Required work >> Could you filter the records below and keep only the lines with the word "leafy"?
──────── Excerpted data ────────
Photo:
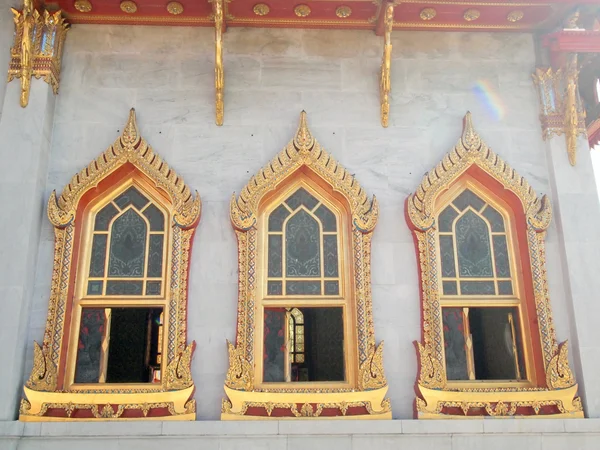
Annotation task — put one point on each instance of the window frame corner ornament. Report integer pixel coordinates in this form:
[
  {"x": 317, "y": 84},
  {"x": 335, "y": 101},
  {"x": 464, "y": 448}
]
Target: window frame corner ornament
[
  {"x": 242, "y": 391},
  {"x": 435, "y": 396},
  {"x": 48, "y": 387}
]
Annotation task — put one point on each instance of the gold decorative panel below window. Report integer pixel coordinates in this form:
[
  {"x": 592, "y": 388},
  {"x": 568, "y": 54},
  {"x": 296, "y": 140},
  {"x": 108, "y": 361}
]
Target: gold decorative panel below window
[
  {"x": 115, "y": 345},
  {"x": 305, "y": 344},
  {"x": 488, "y": 347}
]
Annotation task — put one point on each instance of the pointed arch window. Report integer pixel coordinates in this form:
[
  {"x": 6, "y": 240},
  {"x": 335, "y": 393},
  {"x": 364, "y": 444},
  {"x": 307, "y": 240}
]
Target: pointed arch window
[
  {"x": 122, "y": 301},
  {"x": 481, "y": 308},
  {"x": 305, "y": 344},
  {"x": 488, "y": 344},
  {"x": 115, "y": 345}
]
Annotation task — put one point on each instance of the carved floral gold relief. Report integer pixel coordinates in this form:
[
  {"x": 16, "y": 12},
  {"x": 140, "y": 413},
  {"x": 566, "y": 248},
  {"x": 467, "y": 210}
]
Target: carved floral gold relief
[
  {"x": 49, "y": 392},
  {"x": 37, "y": 49},
  {"x": 556, "y": 394},
  {"x": 561, "y": 109},
  {"x": 247, "y": 397}
]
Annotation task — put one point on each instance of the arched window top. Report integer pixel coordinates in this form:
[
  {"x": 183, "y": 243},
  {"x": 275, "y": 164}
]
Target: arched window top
[
  {"x": 115, "y": 343},
  {"x": 303, "y": 225},
  {"x": 487, "y": 322}
]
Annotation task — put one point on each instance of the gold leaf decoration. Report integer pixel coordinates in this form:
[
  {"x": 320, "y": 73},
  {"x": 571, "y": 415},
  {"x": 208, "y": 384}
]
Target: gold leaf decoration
[
  {"x": 371, "y": 373},
  {"x": 179, "y": 371},
  {"x": 469, "y": 150},
  {"x": 132, "y": 148},
  {"x": 43, "y": 373},
  {"x": 558, "y": 373},
  {"x": 304, "y": 149},
  {"x": 239, "y": 376}
]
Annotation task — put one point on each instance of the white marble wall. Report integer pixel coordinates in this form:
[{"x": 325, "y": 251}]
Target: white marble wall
[{"x": 271, "y": 75}]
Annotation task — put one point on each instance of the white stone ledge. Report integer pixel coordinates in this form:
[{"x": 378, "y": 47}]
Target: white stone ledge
[{"x": 217, "y": 429}]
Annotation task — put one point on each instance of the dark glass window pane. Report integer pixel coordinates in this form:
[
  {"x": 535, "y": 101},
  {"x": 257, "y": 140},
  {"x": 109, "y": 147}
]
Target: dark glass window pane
[
  {"x": 153, "y": 287},
  {"x": 277, "y": 217},
  {"x": 447, "y": 255},
  {"x": 274, "y": 288},
  {"x": 473, "y": 246},
  {"x": 131, "y": 196},
  {"x": 98, "y": 258},
  {"x": 332, "y": 288},
  {"x": 303, "y": 258},
  {"x": 127, "y": 246},
  {"x": 133, "y": 337},
  {"x": 477, "y": 288},
  {"x": 155, "y": 255},
  {"x": 466, "y": 199},
  {"x": 303, "y": 288},
  {"x": 155, "y": 217},
  {"x": 504, "y": 288},
  {"x": 501, "y": 256},
  {"x": 330, "y": 255},
  {"x": 275, "y": 255},
  {"x": 326, "y": 217},
  {"x": 447, "y": 218},
  {"x": 274, "y": 347},
  {"x": 301, "y": 197},
  {"x": 124, "y": 287},
  {"x": 324, "y": 344},
  {"x": 454, "y": 344},
  {"x": 449, "y": 287},
  {"x": 104, "y": 217},
  {"x": 95, "y": 287},
  {"x": 495, "y": 218},
  {"x": 494, "y": 344},
  {"x": 91, "y": 333}
]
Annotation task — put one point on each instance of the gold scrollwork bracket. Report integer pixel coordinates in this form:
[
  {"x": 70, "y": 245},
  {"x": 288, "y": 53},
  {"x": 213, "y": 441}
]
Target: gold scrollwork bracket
[
  {"x": 386, "y": 65},
  {"x": 371, "y": 373},
  {"x": 37, "y": 49},
  {"x": 179, "y": 371},
  {"x": 219, "y": 72},
  {"x": 561, "y": 108},
  {"x": 239, "y": 376},
  {"x": 43, "y": 373},
  {"x": 558, "y": 373}
]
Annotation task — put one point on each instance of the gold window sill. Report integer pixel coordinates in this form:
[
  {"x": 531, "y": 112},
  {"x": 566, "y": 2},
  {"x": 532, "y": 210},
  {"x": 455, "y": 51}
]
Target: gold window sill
[{"x": 251, "y": 405}]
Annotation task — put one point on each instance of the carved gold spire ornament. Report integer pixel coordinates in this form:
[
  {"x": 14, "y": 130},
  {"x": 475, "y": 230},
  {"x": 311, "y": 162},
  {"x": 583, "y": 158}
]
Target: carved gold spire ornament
[
  {"x": 50, "y": 392},
  {"x": 555, "y": 392},
  {"x": 37, "y": 49},
  {"x": 561, "y": 109},
  {"x": 303, "y": 160},
  {"x": 385, "y": 83},
  {"x": 219, "y": 73}
]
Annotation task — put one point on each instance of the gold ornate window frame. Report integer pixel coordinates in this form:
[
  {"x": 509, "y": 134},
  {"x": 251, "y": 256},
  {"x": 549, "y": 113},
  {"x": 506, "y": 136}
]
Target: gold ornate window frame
[
  {"x": 555, "y": 392},
  {"x": 247, "y": 398},
  {"x": 49, "y": 392}
]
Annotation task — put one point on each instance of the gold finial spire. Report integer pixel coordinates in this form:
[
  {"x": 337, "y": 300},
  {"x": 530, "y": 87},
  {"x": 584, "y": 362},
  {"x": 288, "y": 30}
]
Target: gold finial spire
[
  {"x": 303, "y": 141},
  {"x": 130, "y": 135},
  {"x": 470, "y": 138}
]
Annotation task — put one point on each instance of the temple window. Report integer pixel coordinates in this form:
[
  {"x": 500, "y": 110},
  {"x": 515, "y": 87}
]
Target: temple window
[
  {"x": 115, "y": 345},
  {"x": 481, "y": 309},
  {"x": 302, "y": 342},
  {"x": 122, "y": 303},
  {"x": 305, "y": 344},
  {"x": 488, "y": 346}
]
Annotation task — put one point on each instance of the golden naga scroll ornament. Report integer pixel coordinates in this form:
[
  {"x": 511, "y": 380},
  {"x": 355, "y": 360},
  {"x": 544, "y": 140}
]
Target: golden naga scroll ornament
[
  {"x": 50, "y": 397},
  {"x": 385, "y": 83},
  {"x": 219, "y": 73},
  {"x": 436, "y": 398},
  {"x": 37, "y": 48},
  {"x": 244, "y": 395},
  {"x": 561, "y": 108}
]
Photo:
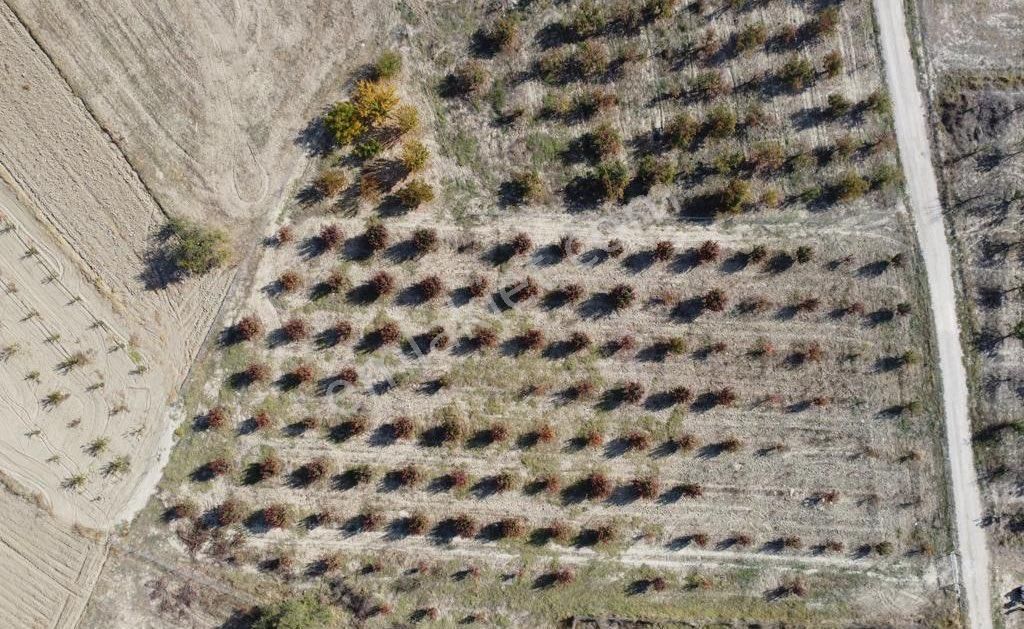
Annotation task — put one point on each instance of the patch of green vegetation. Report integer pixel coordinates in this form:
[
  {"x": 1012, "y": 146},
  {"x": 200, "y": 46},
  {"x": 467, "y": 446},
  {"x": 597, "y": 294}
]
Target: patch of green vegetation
[
  {"x": 545, "y": 149},
  {"x": 462, "y": 147},
  {"x": 196, "y": 249},
  {"x": 305, "y": 613}
]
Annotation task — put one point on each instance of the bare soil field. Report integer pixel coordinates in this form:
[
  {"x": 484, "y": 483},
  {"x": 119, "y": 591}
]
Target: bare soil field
[
  {"x": 49, "y": 568},
  {"x": 208, "y": 101},
  {"x": 973, "y": 34},
  {"x": 601, "y": 352},
  {"x": 977, "y": 100},
  {"x": 92, "y": 359}
]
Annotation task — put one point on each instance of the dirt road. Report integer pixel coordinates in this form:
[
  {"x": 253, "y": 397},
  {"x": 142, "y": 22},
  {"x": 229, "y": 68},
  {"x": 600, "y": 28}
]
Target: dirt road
[{"x": 911, "y": 131}]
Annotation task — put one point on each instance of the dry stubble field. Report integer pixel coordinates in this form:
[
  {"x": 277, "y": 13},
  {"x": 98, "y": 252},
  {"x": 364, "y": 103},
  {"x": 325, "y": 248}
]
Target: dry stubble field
[{"x": 664, "y": 396}]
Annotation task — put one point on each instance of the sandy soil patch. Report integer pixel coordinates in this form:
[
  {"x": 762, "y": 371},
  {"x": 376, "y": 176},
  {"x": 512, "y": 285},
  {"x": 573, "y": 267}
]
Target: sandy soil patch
[
  {"x": 973, "y": 34},
  {"x": 213, "y": 116}
]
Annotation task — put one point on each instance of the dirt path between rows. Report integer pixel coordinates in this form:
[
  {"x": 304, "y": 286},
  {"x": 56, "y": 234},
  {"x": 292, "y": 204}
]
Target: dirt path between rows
[{"x": 911, "y": 131}]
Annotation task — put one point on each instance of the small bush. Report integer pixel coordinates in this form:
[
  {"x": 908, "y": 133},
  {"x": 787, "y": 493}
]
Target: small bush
[
  {"x": 709, "y": 251},
  {"x": 611, "y": 177},
  {"x": 681, "y": 130},
  {"x": 680, "y": 394},
  {"x": 270, "y": 466},
  {"x": 511, "y": 528},
  {"x": 331, "y": 181},
  {"x": 721, "y": 122},
  {"x": 382, "y": 283},
  {"x": 664, "y": 251},
  {"x": 733, "y": 197},
  {"x": 375, "y": 100},
  {"x": 715, "y": 300},
  {"x": 597, "y": 486},
  {"x": 833, "y": 64},
  {"x": 230, "y": 512},
  {"x": 623, "y": 296},
  {"x": 377, "y": 237},
  {"x": 751, "y": 37},
  {"x": 469, "y": 79},
  {"x": 839, "y": 106},
  {"x": 638, "y": 441},
  {"x": 532, "y": 339},
  {"x": 527, "y": 186},
  {"x": 425, "y": 240},
  {"x": 216, "y": 418},
  {"x": 296, "y": 329},
  {"x": 431, "y": 287},
  {"x": 850, "y": 186},
  {"x": 257, "y": 373},
  {"x": 797, "y": 73},
  {"x": 415, "y": 156},
  {"x": 633, "y": 392},
  {"x": 196, "y": 250},
  {"x": 645, "y": 487},
  {"x": 387, "y": 66},
  {"x": 290, "y": 282},
  {"x": 388, "y": 333},
  {"x": 343, "y": 122},
  {"x": 465, "y": 526}
]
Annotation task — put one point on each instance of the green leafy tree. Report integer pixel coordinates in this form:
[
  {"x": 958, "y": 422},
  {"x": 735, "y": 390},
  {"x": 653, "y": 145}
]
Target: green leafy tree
────────
Exercise response >>
Annotation task — put one point on each instance of the green leafy tree. Report integer pixel coordinates in this form:
Target: green leafy tree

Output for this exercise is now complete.